### TASK INPUTS
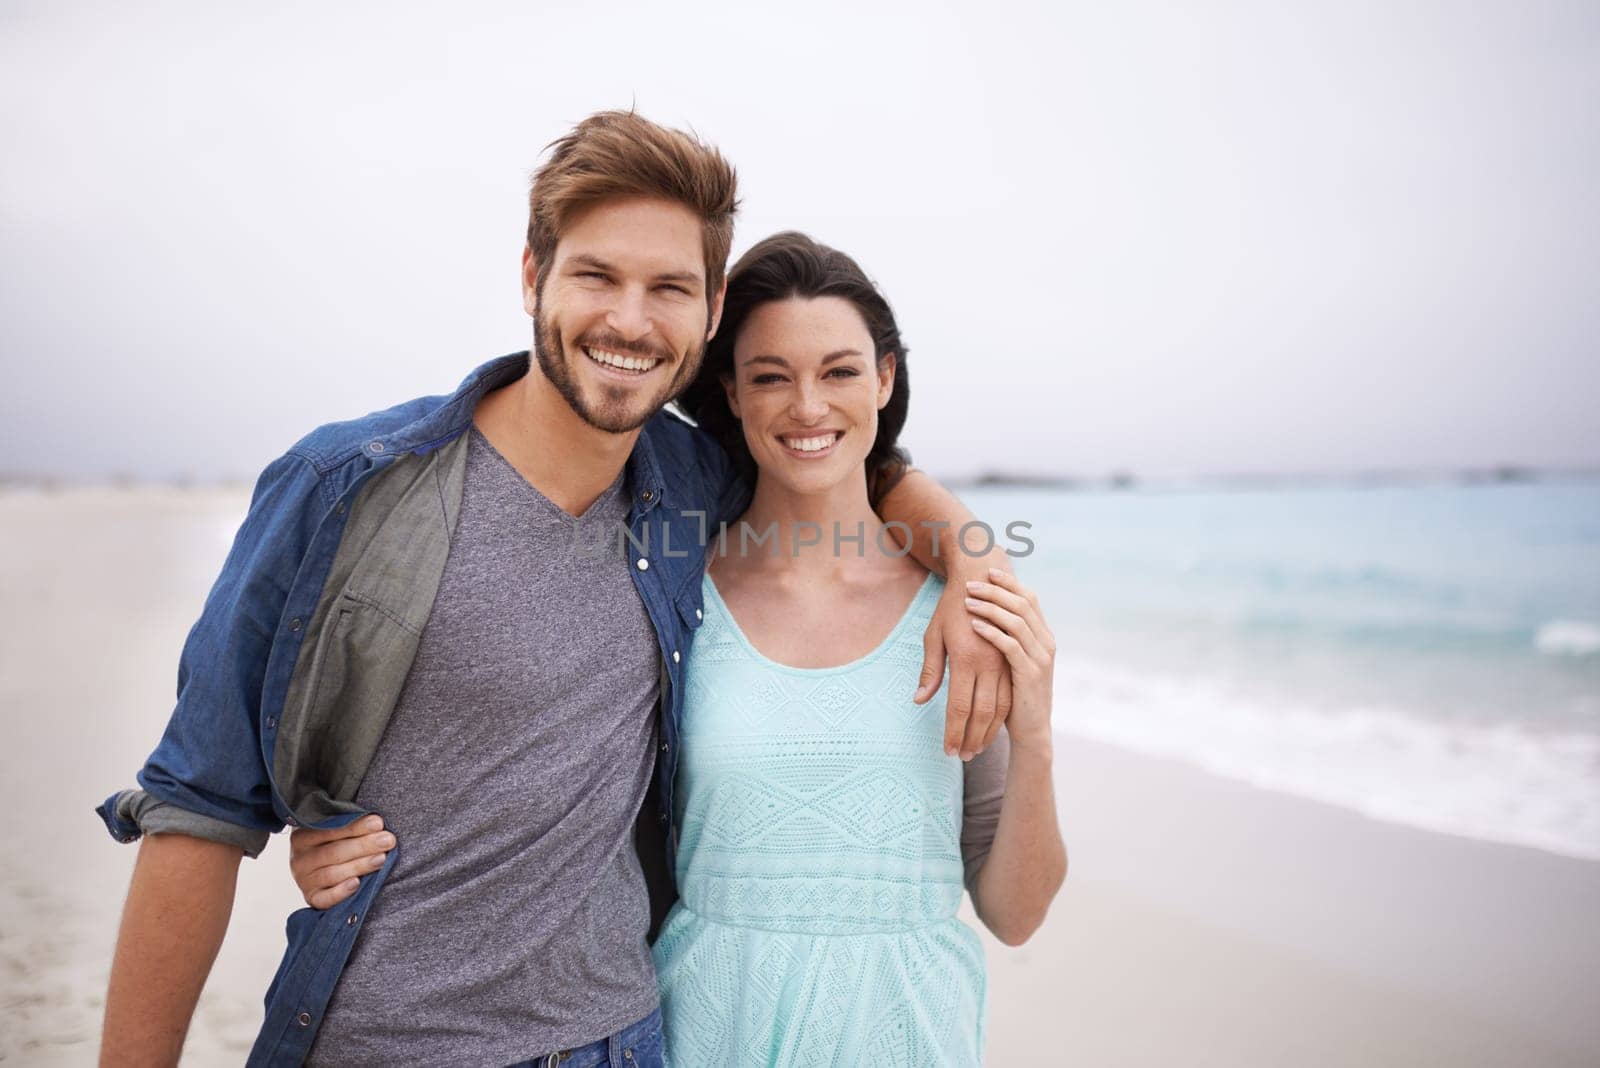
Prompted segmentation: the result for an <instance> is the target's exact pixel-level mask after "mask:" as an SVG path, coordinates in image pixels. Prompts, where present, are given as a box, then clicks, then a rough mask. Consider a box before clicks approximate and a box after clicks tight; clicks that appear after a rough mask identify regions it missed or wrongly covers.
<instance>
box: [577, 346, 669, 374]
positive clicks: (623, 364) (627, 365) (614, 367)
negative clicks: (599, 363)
mask: <svg viewBox="0 0 1600 1068" xmlns="http://www.w3.org/2000/svg"><path fill="white" fill-rule="evenodd" d="M584 355H587V357H589V358H590V360H594V361H595V363H603V365H605V366H608V368H618V369H619V371H637V373H642V371H648V369H651V368H653V366H656V365H658V363H661V360H658V358H654V357H624V355H619V353H616V352H606V350H605V349H584Z"/></svg>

### GOAL OF THE EXERCISE
Can you extract every line of the entries above verbatim, leaving out the pictures?

### EXERCISE ANSWER
Prompted segmentation: the result for an <instance> is the target's exact pixel-level mask after "mask:" as an SVG path, coordinates in image pixels. Prompts, where present, are given as a box, then clicks, then a rough mask. Consider a box before clicks approximate and a box after clicks tight; clicks that appear after a rough mask identify regions it missed or wrongly covers.
<instance>
box: [577, 346, 669, 374]
positive clicks: (623, 364) (627, 365) (614, 367)
negative clicks: (599, 363)
mask: <svg viewBox="0 0 1600 1068" xmlns="http://www.w3.org/2000/svg"><path fill="white" fill-rule="evenodd" d="M584 355H587V357H589V358H590V360H594V361H595V363H603V365H605V366H608V368H618V369H619V371H637V373H642V371H648V369H651V368H653V366H656V365H658V363H661V360H658V358H654V357H624V355H619V353H616V352H606V350H605V349H584Z"/></svg>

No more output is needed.